= GIVEN PROBLEM A =
In the forum thread about exporting video from LightWave to Final Cut Pro, which QuickTime version does the first post list?

I'm trying to export a video to edit with final cut pro.
The quicktime once imported in FCP is weird, the frame rate seems to be 59,94 and the footage is half black...
Has anyone noticed something with the Quictime codec in LW?

Any Idea about how to solve this?
Can I DL the quicktime export plugin somewhere?


LW 9.3.1
FCP 6.0.4
QT 7.5

davidlsnr
07-17-2008, 04:34 AM
Help would be very appreciated !
Could it be a problem with Quicktime 7.5?

I searched on the support pages of apple, no results, I have reinstalled FCP, no result, the whole system seems crazy, quicktime sequences rated 25fps are loaded in sequences as 59,94fps... nobody noticed anything like that?

Kuzey
07-17-2008, 06:04 AM
First of all....I have no experience with FCP at all. :hey:

I was gonna say try exporting the movies from qt as image sequences and see if they import better.

But, I did a quick search and try exporting the movie from FCP with the original frame rate and re-import the newly created movie back into FCP.

Or... if you have multiple movies you are importing, make sure they are all the same type/format like "DV-NTSC" etc before doing so.

If those don't help...try:

http://discussions.apple.com/category.jspa?categoryID=123

Best of luck,

Kuzey

avkills
07-17-2008, 08:50 PM
Render out as an image sequence and then use QuickTime Pro to convert it to the codec you will be editing with.

-mark

davidlsnr
07-18-2008, 12:40 AM
Hi there,

I'm in touch with apple support, they don't know what happens, they are testing different versions of QT...
Could the problem come from a corruption of the QT export plugin in lightwave?

Thanks for your answers, Indeed I can export to frame sequence, it works, but this workflow is a pain.

Keep you informed.
Cheers
David

toby
07-18-2008, 01:33 AM
Time to bring out the old list again =)

1. Crashes or power outages can ruin a quicktime or avi, file, forcing you to start the render from the beginning again.

2. When rendering to frames, you can stop and restart the render whenever you feel like it.

3. If one or a series of your frames renders wrong, you can go back and re-render that one frame without having to do any editing.

4. Each frame is numbered for you automatically.

5. You can import an image sequence at any frame rate you want.

6. You can inspect frames or part of your animation before it's completely rendered.

7. You can save 10, 16 or 32 bit-per-channel images

8. Different scenes / machines can render to the same animation if it's a sequence, but not if it's a movie.

The workflow may be a pain but it is MUCH safer, and consistent. Lightwave is not the best video encoding software anyway. There have been bugs with the QT exporter, yes. But bugs that affect the 3D are given priority over bugs that affect creating quicktimes.

= GIVEN PROBLEM B =
Rewrite the records below with "match analytics" changed to "sports analytics" and nothing else altered. Leave the pictures out of your answer.

= RECORDS SHOWN =
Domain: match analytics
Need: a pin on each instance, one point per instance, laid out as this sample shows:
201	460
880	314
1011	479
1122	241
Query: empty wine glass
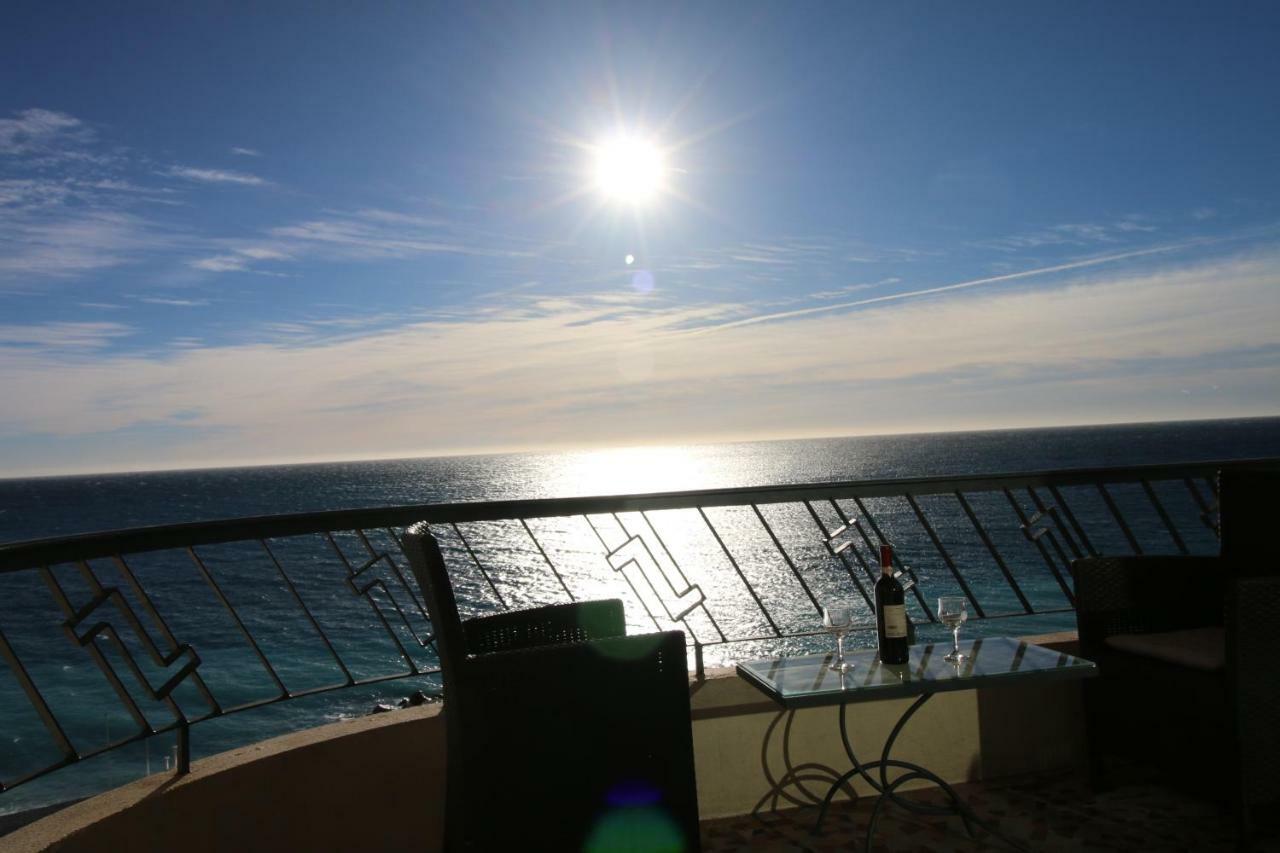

= FINISHED ANSWER A =
QT 7.5

= FINISHED ANSWER B =
Domain: sports analytics
Need: a pin on each instance, one point per instance, laid out as this sample shows:
201	460
880	314
1011	479
1122	241
Query: empty wine glass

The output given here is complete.